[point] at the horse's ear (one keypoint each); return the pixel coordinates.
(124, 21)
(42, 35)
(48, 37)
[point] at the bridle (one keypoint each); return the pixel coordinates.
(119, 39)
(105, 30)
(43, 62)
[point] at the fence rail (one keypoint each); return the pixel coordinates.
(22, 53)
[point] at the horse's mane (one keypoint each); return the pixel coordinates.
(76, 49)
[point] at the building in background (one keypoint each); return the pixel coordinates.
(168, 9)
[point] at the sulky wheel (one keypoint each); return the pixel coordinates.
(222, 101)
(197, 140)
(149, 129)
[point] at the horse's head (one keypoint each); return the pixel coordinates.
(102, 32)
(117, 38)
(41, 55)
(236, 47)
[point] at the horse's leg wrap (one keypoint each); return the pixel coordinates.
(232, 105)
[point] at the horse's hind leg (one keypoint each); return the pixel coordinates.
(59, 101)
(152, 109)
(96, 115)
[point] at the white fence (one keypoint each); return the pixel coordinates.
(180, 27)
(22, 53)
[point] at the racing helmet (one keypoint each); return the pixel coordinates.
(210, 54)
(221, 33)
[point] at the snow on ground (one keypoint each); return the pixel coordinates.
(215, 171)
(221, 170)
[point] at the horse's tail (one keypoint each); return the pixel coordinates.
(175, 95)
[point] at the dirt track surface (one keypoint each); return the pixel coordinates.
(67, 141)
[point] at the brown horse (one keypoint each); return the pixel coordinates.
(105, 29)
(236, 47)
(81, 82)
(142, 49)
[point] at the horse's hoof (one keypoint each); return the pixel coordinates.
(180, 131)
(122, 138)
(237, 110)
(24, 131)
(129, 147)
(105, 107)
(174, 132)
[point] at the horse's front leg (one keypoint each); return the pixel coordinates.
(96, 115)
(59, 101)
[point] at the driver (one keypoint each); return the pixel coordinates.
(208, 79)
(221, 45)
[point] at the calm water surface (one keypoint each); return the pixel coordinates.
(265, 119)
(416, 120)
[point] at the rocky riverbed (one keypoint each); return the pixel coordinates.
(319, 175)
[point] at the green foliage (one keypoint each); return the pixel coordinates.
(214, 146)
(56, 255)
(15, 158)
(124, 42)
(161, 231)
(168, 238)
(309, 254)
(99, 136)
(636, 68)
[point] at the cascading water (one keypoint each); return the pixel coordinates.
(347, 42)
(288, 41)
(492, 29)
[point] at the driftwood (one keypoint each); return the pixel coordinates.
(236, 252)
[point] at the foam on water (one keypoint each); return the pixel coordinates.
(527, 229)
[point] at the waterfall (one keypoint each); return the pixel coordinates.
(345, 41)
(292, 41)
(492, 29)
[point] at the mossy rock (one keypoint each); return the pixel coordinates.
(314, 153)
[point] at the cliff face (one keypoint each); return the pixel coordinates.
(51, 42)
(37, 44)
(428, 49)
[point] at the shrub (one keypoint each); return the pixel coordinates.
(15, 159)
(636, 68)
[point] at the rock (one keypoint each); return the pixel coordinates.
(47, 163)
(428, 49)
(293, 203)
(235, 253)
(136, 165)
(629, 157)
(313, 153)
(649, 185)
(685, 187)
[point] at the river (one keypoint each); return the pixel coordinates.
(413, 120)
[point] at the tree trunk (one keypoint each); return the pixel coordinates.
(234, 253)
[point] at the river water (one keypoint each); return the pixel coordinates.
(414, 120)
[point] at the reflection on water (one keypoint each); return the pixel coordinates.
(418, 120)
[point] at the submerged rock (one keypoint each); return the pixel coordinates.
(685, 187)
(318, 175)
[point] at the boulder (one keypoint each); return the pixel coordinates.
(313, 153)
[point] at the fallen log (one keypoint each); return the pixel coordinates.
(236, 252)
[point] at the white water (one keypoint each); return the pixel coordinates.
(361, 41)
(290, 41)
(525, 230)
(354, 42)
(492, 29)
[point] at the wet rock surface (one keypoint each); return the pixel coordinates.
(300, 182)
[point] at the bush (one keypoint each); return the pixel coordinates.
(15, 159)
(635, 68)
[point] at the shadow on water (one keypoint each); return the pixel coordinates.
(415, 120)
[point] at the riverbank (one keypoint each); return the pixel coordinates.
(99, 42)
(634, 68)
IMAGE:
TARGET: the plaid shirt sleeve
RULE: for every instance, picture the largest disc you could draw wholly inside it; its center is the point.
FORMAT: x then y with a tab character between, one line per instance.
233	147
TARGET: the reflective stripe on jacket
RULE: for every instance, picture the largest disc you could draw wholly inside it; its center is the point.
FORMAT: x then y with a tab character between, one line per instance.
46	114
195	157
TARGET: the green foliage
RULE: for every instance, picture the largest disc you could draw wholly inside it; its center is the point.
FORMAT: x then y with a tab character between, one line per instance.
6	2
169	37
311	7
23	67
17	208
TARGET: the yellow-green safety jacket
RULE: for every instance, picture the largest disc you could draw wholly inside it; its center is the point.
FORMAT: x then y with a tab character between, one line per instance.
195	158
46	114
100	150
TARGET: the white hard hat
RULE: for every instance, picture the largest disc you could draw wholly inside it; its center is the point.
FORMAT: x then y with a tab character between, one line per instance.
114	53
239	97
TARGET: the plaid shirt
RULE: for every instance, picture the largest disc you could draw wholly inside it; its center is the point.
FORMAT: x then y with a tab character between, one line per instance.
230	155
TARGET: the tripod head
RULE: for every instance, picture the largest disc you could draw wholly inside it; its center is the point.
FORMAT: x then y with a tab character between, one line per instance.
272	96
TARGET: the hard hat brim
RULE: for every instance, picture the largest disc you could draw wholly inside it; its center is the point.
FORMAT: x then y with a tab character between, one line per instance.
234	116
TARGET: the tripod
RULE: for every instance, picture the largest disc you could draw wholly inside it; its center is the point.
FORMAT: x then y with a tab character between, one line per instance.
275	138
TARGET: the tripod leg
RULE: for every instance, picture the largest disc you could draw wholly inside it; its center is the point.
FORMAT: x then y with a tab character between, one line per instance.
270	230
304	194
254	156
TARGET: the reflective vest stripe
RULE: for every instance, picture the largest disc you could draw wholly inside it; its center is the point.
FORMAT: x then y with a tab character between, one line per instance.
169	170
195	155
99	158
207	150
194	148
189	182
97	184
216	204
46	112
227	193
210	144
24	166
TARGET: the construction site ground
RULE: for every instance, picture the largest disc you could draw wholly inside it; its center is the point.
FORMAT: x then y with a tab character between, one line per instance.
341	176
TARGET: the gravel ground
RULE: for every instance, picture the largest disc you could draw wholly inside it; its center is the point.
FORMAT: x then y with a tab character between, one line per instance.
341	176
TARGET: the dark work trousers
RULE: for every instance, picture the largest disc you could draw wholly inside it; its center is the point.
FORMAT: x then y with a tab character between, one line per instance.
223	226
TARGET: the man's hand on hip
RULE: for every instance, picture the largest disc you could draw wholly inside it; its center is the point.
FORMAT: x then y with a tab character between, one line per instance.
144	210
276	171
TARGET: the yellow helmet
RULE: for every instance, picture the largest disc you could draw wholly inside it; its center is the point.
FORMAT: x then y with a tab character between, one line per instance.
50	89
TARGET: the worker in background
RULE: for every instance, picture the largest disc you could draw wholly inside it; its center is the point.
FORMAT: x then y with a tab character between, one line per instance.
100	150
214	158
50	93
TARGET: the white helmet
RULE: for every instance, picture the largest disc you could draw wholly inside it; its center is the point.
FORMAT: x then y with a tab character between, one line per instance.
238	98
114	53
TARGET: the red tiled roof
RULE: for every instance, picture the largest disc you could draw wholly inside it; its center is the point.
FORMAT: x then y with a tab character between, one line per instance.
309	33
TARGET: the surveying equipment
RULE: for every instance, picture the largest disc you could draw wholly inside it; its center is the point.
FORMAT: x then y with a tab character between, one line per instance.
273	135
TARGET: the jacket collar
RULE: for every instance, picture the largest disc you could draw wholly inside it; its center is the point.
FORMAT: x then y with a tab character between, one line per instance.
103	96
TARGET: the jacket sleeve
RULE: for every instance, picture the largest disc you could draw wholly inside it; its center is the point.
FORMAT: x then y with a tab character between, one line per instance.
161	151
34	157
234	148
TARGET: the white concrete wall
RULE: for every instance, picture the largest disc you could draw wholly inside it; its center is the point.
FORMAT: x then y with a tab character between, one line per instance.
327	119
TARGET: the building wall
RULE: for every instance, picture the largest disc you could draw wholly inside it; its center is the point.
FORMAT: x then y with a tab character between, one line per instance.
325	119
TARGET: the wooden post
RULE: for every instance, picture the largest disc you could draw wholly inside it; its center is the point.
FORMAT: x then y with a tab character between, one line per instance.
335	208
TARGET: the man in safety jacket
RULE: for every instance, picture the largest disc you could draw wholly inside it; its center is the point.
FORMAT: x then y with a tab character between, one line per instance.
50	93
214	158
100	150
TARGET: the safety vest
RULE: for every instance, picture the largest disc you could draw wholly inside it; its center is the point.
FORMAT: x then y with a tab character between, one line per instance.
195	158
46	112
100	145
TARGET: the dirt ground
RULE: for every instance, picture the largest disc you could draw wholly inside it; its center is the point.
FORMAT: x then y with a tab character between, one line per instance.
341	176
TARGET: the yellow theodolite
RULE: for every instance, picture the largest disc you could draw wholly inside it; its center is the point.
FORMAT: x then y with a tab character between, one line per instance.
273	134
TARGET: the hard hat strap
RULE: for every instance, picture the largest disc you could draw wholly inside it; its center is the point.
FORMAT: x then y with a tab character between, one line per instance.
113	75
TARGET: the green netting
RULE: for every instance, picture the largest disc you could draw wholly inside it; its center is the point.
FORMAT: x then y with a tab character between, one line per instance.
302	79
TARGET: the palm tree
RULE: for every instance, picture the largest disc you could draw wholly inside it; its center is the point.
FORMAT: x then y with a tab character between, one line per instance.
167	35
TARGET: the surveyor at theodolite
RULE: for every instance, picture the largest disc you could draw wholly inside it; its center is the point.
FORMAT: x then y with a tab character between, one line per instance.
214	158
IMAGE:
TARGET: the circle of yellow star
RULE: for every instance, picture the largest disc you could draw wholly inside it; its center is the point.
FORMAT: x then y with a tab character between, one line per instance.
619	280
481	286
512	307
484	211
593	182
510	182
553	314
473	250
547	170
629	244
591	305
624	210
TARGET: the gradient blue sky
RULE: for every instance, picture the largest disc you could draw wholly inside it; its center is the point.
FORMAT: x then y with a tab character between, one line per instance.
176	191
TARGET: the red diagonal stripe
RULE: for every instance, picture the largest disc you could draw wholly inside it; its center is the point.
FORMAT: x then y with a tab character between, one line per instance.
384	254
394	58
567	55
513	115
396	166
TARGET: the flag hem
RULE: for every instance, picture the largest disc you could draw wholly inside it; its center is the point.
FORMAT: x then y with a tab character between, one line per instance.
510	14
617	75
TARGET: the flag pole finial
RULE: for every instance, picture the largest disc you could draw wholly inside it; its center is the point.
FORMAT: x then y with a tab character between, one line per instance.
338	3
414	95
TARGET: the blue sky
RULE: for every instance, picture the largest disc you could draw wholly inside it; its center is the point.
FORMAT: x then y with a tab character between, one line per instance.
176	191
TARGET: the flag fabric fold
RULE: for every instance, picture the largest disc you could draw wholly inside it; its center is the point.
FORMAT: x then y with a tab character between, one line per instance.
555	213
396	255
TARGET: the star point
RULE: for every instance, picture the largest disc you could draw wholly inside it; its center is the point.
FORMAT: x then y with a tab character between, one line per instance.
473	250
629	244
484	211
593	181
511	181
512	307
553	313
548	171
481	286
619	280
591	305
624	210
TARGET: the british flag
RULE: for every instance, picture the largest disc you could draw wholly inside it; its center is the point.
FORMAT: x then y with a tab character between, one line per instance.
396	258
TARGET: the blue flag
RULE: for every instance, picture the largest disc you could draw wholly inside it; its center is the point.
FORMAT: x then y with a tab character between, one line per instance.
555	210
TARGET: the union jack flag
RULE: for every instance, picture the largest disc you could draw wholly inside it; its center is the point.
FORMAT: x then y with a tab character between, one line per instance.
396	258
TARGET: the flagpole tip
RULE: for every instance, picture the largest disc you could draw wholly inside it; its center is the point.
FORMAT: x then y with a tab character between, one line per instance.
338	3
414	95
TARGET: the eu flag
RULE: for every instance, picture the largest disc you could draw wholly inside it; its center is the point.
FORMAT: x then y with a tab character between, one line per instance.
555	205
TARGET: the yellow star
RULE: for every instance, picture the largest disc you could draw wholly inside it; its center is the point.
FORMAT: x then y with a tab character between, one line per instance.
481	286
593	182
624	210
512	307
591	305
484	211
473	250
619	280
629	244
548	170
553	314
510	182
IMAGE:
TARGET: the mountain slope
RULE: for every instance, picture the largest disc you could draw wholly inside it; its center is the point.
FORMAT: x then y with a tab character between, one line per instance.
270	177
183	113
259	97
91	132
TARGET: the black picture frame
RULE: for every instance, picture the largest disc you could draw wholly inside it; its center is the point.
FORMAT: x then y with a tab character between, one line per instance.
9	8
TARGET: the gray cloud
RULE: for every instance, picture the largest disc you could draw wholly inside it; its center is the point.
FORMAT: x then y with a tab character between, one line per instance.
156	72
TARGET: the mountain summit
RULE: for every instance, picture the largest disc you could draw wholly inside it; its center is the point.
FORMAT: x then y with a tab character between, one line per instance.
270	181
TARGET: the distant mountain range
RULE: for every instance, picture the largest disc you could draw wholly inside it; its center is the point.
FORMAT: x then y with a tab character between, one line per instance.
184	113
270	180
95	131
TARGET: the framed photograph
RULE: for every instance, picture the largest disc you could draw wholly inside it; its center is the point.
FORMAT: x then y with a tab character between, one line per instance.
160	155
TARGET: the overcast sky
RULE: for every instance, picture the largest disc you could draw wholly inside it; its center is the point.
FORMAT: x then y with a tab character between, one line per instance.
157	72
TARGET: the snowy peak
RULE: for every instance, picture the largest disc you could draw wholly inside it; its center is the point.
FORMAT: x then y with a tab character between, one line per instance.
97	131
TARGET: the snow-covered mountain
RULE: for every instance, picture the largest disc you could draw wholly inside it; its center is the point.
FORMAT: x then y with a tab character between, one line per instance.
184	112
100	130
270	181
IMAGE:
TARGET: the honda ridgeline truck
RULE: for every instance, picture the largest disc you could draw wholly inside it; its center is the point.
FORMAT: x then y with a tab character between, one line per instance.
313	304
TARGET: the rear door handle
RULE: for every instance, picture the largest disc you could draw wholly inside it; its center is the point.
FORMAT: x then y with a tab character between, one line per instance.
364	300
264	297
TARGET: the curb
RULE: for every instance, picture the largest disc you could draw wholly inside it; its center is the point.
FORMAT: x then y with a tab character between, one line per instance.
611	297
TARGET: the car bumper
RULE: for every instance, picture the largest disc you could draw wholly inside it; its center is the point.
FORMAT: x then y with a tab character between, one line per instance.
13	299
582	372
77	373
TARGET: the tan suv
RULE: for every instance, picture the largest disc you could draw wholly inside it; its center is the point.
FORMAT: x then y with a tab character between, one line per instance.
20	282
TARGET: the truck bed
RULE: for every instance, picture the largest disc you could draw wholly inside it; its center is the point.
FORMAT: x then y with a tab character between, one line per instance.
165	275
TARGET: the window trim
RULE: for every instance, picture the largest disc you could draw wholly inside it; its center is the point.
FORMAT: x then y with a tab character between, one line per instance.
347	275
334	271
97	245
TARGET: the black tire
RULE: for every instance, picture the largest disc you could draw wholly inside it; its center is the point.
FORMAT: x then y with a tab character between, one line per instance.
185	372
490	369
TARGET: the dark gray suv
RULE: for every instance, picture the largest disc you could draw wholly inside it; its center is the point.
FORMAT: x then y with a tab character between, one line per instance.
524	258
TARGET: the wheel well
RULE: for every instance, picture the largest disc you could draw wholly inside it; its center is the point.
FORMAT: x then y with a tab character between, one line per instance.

= = = = = = =

• [EXERCISE DETAILS] Repeat only the stretch of lines starting at the one containing "TARGET: the truck bed" and running to the final line of the entries above.

• [WRITTEN SOLUTION]
TARGET: the truck bed
RULE: for every instance, picture the largest disc you could draw wholly inside it; its center is the point.
FORMAT: x then y with a tab character between, one line per instance.
165	275
TARGET: the window trim
RULE: for every instance, picture the largest disc you could draw wholly inside it; its center is the point.
FORMAT: x then y with a tab character between, one line per instance.
347	275
334	271
97	245
TARGET: the black tire
RULE: for every instance, picture the largest disc you could draw wholly inside it; its center is the point.
FORMAT: x then y with a tab character between, one line per instance.
185	372
490	369
TARGET: the dark gray suv
RULE: for every instance, picture the largest disc you could draw wholly inside it; its center is the point.
FORMAT: x then y with a tab character between, one line per instance.
524	258
TARGET: the wheel well
RULE: for every instance, picture the largest disc you could draw wholly inside it; its center is the point.
FORMAT: x then y with a tab character between, one line per instance.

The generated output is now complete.